Image-backed grounding data:

________

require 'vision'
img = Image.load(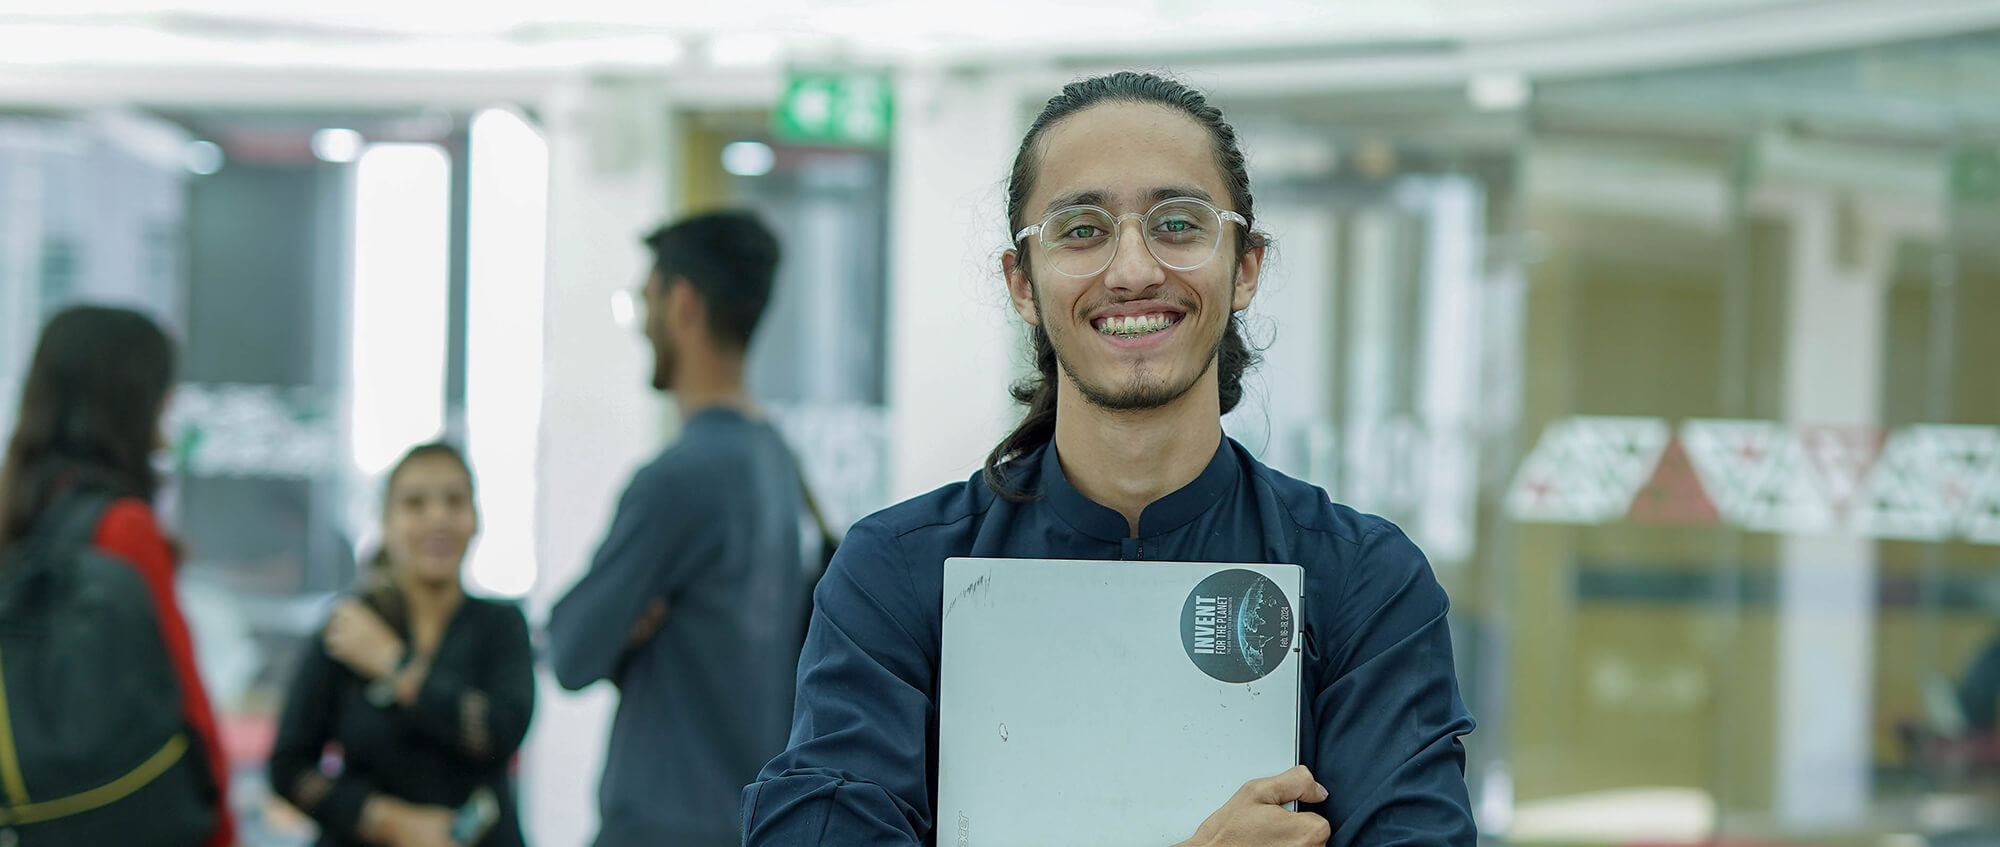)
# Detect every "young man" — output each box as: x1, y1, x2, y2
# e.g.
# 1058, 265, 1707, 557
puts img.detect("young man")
744, 73, 1476, 847
547, 211, 808, 847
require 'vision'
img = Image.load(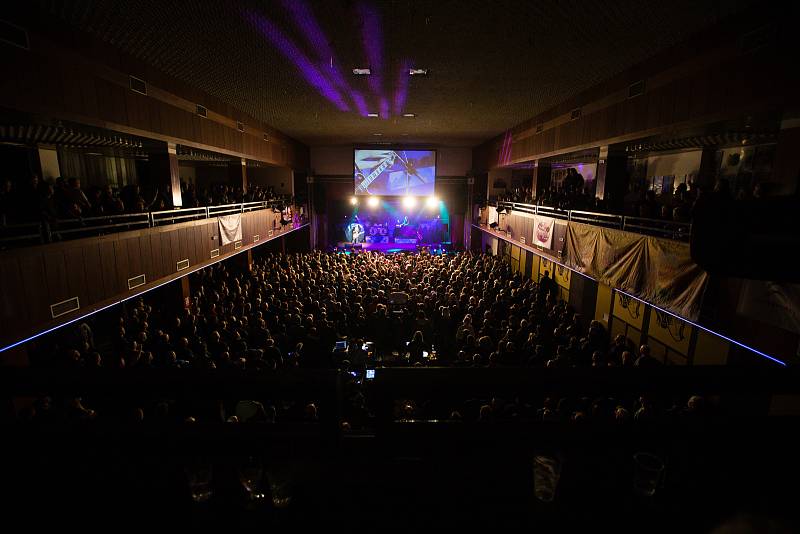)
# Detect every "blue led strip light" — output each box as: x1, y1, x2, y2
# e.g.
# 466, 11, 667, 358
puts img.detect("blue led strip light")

________

INSTRUCTIONS TO FOLLOW:
With the string "each" as the key, filter the data above and show the lines that match.

REPLY:
# Detect every "young man" — output each box as: x1, y1, x2, y2
# Detect every "blue led strip light" — output each box as: x1, y1, x2, y2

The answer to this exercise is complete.